Puoi riportare identiche le righe che vanno da quella che contiene "Where can the tree be" fino a quella che contiene "pixel 1046 231", comprese entrambe?

- Raccolta di voci -
==================================================
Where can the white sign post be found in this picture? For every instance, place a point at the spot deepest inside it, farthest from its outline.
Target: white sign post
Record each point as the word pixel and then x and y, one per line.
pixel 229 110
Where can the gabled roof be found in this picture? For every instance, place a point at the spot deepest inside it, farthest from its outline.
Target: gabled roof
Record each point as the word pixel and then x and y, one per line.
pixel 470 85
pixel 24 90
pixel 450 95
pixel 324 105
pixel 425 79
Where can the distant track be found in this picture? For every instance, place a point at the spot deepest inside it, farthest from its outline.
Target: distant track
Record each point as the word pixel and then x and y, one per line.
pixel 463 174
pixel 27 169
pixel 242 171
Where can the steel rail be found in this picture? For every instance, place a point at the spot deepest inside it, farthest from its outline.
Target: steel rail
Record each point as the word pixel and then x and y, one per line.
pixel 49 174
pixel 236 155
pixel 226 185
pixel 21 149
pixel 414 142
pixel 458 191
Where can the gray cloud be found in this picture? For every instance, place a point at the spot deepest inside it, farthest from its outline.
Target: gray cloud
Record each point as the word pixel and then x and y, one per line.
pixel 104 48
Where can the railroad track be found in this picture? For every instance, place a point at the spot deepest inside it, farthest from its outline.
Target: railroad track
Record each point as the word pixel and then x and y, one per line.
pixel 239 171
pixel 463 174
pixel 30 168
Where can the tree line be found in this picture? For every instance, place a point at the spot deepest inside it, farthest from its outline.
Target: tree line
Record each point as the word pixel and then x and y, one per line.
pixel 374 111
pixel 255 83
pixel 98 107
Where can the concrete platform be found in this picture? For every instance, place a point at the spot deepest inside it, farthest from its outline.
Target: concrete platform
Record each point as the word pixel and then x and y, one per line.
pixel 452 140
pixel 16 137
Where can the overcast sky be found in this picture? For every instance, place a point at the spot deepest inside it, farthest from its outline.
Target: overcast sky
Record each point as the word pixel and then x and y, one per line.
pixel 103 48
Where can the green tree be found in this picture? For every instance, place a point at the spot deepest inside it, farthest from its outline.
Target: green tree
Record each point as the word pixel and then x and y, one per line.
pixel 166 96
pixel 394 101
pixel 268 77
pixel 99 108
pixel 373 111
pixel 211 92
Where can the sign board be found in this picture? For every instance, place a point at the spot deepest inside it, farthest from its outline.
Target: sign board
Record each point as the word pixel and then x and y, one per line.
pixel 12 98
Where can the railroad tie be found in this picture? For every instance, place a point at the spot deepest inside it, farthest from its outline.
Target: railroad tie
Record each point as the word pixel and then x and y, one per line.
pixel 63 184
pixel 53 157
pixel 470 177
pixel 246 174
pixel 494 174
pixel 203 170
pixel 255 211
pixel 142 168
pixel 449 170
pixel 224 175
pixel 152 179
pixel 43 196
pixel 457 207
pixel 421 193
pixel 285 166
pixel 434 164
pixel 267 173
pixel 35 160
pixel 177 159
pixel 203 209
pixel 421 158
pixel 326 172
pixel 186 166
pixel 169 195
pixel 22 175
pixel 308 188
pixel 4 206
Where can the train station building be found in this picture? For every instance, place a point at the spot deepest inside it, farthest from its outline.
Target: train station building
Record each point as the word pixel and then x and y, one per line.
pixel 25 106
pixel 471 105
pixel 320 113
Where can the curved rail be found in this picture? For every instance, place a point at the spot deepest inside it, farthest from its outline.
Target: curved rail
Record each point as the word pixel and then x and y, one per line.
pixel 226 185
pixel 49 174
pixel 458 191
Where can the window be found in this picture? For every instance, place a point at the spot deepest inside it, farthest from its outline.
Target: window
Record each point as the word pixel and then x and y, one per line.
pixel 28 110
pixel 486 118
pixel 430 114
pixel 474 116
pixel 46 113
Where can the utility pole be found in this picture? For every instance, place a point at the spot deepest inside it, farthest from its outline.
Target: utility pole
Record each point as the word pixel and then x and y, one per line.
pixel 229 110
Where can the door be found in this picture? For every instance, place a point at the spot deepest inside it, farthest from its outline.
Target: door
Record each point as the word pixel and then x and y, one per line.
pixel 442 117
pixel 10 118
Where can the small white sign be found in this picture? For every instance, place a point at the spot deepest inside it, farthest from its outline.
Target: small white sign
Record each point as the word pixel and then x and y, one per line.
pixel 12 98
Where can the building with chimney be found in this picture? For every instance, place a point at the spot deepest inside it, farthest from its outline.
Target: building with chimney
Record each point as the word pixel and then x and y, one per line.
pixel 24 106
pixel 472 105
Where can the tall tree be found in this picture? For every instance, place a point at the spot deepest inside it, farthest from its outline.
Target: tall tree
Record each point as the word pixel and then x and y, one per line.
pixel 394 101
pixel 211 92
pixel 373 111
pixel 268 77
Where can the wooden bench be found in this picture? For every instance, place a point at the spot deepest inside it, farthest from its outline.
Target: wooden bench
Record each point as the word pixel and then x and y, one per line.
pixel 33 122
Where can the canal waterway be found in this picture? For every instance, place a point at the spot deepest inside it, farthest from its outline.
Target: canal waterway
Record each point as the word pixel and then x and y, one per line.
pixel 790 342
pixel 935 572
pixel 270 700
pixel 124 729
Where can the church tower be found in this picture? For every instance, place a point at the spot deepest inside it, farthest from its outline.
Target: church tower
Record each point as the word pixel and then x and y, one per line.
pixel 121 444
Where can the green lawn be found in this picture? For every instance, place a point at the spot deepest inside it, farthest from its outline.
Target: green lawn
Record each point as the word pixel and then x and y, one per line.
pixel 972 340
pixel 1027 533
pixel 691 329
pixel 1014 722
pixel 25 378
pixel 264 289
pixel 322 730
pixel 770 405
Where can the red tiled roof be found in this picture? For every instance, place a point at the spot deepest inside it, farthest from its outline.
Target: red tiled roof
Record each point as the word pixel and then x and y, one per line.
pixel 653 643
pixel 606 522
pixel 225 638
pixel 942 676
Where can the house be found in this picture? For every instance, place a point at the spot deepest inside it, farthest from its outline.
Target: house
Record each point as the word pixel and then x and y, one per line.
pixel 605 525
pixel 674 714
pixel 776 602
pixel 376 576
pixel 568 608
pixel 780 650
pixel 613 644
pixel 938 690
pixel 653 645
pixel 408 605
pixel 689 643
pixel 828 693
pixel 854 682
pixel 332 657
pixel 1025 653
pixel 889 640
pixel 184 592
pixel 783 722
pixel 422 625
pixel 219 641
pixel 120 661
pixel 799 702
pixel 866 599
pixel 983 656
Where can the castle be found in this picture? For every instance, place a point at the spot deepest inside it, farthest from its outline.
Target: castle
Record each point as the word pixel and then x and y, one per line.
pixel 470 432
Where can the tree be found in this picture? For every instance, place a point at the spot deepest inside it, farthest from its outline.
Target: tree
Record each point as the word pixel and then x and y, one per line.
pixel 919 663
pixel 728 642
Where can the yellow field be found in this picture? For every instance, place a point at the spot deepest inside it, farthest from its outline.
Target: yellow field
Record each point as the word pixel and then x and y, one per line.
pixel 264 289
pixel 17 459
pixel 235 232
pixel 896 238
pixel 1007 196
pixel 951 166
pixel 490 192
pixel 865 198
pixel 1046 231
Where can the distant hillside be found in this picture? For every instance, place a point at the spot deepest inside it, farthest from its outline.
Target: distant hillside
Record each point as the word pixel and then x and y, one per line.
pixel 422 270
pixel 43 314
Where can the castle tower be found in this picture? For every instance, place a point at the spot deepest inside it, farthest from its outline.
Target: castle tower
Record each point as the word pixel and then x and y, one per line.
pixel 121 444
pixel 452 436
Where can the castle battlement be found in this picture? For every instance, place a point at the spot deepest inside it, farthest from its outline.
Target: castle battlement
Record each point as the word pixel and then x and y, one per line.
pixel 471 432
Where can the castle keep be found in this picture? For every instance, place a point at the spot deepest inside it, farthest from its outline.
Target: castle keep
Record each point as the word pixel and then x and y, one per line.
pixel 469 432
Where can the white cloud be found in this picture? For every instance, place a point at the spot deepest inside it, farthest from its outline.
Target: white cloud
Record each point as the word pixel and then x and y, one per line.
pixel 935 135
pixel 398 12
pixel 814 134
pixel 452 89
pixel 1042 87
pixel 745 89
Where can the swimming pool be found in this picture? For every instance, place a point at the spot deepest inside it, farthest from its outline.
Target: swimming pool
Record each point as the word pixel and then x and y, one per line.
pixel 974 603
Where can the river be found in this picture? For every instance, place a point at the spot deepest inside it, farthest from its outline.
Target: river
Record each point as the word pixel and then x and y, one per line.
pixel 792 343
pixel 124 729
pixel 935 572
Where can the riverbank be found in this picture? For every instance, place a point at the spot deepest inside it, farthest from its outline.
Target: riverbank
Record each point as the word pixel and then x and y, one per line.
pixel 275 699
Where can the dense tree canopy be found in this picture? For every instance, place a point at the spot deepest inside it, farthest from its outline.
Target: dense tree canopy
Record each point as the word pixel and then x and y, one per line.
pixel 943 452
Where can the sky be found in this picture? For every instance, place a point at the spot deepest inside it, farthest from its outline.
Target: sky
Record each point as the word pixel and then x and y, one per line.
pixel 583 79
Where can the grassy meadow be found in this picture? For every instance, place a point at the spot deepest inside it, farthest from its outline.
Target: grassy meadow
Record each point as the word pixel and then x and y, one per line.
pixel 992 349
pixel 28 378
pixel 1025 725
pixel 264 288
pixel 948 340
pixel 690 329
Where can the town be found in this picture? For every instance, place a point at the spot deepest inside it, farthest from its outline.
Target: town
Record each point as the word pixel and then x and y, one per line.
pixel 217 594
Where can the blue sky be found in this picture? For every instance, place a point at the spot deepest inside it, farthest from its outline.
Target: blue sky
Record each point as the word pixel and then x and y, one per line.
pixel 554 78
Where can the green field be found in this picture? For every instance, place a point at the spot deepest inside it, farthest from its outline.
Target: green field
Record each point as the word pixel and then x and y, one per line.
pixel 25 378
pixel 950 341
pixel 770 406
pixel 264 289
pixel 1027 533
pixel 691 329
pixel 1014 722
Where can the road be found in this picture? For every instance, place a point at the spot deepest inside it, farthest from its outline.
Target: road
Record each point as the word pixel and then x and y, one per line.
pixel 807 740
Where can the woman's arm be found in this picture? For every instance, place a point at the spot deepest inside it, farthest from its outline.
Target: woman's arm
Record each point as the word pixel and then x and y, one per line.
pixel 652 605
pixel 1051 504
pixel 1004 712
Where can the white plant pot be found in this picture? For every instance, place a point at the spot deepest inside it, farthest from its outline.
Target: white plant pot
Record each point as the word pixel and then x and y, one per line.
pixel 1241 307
==================================================
- Risposta qui sotto -
Where can the tree be found in this picture? For every instance, place a point at the spot deepest inside it, farthest from its outline.
Target: tree
Record each point as the word pixel and then x and y, one per line.
pixel 919 663
pixel 728 642
Where can the yellow field be found in this picture? For every instance, place a point at the spot deepest inside it, farthest from its outline.
Target: yellow field
Record each point as the word pixel and then x and y, one per line.
pixel 264 289
pixel 17 459
pixel 235 232
pixel 896 238
pixel 1007 196
pixel 951 166
pixel 490 192
pixel 865 198
pixel 1046 231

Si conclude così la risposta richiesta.